The task: Write out exactly the lines below that run from the line containing "the car grille" through the last line of the records.

Supplied data:

■ ■ ■ ■

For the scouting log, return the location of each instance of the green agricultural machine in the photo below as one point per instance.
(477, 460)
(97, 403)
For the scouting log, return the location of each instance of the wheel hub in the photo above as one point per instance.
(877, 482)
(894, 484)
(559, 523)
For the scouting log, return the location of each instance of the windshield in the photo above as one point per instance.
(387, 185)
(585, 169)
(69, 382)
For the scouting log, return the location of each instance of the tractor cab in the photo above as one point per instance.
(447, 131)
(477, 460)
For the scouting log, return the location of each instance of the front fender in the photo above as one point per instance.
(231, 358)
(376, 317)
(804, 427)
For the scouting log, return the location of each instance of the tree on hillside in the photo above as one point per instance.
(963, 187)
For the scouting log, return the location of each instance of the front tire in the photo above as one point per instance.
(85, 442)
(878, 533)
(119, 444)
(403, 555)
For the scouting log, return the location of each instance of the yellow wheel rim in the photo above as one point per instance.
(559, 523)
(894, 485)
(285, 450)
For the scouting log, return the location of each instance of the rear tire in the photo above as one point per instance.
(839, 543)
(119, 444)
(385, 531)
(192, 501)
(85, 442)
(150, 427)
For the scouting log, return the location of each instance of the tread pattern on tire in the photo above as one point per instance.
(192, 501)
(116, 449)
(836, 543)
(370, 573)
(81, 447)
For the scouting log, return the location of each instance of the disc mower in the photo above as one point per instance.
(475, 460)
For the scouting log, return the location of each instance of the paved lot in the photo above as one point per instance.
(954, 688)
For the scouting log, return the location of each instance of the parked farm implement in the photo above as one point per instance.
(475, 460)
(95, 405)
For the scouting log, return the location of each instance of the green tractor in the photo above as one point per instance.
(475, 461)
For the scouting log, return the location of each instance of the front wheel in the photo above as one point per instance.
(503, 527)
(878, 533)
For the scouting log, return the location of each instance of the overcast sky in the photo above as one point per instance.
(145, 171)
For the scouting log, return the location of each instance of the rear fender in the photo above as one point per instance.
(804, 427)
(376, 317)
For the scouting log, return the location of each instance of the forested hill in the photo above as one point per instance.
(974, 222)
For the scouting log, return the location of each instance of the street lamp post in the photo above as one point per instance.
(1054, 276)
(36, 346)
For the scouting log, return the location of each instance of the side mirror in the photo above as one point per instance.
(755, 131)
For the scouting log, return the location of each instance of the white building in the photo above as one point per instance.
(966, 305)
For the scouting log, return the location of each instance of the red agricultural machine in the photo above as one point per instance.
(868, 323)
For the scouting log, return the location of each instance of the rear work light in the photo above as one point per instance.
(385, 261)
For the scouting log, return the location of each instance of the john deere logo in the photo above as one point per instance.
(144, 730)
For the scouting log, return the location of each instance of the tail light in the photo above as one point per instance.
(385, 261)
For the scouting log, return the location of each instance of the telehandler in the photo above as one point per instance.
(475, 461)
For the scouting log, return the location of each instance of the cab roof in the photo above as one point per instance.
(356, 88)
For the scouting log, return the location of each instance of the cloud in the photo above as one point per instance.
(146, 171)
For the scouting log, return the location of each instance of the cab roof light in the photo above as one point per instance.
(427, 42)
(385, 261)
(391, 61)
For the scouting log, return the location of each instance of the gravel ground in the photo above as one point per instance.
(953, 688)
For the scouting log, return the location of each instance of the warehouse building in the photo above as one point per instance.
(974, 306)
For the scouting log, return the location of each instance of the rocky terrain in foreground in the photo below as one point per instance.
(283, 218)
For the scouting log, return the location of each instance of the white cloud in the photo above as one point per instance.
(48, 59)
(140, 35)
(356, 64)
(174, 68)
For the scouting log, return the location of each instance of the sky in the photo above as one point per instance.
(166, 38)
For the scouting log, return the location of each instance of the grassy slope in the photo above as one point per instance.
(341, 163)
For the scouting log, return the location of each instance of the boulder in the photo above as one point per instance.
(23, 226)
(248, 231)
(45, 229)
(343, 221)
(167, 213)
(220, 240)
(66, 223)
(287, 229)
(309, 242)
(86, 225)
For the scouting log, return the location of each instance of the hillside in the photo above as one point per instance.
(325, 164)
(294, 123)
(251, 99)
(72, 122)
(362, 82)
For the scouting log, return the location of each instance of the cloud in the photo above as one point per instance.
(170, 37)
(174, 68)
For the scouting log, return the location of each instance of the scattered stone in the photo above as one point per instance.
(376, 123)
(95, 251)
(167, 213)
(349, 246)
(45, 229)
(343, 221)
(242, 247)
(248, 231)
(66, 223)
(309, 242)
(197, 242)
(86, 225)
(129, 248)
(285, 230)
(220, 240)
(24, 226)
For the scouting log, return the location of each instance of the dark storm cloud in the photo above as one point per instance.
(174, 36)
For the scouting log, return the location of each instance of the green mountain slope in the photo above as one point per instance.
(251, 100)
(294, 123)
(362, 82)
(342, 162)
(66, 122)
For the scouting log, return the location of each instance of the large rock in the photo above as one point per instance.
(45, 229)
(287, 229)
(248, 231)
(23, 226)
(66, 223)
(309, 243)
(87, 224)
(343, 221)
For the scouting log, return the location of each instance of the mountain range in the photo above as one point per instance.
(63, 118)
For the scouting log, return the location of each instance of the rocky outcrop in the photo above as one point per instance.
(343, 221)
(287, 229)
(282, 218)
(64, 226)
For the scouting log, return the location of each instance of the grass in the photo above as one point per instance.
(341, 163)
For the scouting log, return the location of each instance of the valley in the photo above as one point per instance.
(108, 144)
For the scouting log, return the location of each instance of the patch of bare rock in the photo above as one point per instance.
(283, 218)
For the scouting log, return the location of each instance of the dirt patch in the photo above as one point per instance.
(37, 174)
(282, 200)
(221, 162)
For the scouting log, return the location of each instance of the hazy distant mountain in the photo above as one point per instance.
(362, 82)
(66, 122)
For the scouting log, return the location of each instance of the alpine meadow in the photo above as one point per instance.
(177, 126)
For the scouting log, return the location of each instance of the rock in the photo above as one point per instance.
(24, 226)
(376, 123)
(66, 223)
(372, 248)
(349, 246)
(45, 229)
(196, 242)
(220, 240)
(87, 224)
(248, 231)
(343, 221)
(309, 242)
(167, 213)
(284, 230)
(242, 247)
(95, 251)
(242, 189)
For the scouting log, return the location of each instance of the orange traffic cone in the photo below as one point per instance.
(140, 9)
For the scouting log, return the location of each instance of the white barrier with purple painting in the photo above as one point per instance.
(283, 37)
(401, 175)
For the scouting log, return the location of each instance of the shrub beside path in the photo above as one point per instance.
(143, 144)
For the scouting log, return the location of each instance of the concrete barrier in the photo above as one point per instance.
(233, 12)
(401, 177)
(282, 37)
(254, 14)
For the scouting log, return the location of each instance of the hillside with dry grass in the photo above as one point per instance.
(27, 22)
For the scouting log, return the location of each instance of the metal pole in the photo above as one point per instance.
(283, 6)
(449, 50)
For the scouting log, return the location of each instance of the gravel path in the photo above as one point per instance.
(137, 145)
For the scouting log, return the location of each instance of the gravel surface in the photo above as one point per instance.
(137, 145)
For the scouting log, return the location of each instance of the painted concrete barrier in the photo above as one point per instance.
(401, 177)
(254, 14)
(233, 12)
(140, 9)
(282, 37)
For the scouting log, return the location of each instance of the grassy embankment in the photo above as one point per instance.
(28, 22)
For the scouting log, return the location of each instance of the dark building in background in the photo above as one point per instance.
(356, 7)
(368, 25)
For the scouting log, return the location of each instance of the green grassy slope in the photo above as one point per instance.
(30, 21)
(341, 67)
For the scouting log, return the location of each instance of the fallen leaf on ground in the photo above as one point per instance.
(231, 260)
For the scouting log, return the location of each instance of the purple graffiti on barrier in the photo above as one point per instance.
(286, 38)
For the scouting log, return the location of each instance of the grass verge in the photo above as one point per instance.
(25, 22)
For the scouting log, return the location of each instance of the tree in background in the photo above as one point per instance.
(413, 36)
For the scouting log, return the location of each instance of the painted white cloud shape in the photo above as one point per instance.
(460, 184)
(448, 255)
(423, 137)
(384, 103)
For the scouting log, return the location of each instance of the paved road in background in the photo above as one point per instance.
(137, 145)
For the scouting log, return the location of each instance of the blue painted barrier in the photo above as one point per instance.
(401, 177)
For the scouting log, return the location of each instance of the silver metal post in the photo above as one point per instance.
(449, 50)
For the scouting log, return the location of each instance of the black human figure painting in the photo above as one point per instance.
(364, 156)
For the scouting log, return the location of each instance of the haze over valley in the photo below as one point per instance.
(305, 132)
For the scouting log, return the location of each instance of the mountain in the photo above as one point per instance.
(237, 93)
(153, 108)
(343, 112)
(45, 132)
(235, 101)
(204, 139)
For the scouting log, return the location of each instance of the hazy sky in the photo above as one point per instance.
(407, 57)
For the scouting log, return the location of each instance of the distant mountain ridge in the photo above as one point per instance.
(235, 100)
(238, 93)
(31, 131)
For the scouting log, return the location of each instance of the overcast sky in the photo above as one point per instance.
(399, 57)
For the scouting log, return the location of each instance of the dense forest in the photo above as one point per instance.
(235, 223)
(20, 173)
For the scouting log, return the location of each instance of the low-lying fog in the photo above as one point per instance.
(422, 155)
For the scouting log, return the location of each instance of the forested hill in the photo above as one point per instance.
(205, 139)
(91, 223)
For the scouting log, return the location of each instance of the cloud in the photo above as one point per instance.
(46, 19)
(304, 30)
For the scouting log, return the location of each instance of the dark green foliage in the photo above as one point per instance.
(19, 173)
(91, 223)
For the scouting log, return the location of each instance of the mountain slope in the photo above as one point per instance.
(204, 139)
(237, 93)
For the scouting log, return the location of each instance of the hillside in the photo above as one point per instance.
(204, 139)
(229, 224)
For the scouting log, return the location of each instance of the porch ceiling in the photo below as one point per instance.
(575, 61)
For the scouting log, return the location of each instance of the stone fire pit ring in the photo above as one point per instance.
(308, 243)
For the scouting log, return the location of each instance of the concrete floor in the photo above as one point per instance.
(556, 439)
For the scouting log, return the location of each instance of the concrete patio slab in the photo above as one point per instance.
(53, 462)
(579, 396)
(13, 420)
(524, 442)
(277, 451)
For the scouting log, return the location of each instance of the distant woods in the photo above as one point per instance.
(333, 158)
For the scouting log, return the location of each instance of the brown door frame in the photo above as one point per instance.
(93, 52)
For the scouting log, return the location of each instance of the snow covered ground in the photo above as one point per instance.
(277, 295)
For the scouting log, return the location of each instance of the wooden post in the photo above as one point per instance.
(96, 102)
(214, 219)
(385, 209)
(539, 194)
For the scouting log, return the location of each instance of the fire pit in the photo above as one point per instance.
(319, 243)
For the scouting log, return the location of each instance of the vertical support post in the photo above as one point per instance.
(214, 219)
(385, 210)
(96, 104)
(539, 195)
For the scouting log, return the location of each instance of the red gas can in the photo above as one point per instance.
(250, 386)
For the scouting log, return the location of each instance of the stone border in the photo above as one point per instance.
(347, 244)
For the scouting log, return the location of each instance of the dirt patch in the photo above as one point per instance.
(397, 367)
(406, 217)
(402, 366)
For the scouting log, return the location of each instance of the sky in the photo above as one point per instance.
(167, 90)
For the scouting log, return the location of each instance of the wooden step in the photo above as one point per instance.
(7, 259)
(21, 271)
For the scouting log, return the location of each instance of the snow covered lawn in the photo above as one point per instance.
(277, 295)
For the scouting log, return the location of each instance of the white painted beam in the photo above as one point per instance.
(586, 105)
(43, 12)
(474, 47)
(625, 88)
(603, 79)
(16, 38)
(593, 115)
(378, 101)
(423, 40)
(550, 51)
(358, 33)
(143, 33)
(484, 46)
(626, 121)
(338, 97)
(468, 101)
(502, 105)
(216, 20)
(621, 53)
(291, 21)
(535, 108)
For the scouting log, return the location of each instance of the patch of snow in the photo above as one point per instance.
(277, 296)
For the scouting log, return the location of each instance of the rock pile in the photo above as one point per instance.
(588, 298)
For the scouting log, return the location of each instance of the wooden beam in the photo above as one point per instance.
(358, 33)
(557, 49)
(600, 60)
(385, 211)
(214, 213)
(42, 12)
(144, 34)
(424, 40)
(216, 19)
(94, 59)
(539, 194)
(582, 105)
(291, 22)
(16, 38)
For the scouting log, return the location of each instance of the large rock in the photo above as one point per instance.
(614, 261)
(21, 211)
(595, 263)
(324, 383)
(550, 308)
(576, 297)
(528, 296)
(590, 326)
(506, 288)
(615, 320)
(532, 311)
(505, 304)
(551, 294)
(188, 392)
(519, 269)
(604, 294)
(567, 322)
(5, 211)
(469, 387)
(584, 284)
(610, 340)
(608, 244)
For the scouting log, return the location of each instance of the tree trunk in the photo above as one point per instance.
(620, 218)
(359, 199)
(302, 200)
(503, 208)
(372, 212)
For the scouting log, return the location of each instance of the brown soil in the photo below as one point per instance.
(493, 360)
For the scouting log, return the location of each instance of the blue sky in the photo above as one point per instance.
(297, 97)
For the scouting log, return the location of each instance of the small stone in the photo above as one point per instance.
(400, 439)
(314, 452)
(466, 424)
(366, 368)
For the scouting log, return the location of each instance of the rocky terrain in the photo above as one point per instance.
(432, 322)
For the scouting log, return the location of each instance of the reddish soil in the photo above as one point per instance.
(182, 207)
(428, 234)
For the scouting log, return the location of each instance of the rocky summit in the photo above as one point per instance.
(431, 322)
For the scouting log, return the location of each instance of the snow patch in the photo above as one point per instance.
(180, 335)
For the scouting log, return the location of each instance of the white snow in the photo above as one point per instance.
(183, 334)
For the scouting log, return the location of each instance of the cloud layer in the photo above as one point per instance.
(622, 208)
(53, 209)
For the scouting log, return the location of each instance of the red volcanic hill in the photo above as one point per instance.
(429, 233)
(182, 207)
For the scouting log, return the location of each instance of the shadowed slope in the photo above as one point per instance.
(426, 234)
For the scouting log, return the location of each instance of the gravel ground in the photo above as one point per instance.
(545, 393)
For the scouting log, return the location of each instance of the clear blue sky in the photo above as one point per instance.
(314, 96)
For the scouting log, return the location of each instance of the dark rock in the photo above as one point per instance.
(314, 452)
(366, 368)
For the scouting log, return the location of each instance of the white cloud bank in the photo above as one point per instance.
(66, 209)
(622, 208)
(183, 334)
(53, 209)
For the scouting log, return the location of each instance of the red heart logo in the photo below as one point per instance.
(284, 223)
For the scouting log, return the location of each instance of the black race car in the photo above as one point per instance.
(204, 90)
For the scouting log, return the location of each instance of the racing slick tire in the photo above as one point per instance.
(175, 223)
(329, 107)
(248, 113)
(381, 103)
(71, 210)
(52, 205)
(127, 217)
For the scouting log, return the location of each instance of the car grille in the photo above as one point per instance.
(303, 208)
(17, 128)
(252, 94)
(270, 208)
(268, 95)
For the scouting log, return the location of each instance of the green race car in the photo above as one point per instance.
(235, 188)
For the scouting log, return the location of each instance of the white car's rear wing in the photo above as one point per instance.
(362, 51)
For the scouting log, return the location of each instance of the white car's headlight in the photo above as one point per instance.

■ ■ ■ ■

Answer for the task:
For the scouting log, return the location of each instance of the car grille in the photo above as one point per instance.
(303, 208)
(17, 128)
(252, 94)
(270, 208)
(268, 95)
For the scouting log, return the location of each instance of the green race car in the photo above as one point per instance.
(235, 188)
For the scouting log, return the location of each instance of the white car's rear wing in the photo above as one point per instance.
(362, 51)
For the scouting log, return the location of each instance of the white car's headlight in the photo above as one point per instance.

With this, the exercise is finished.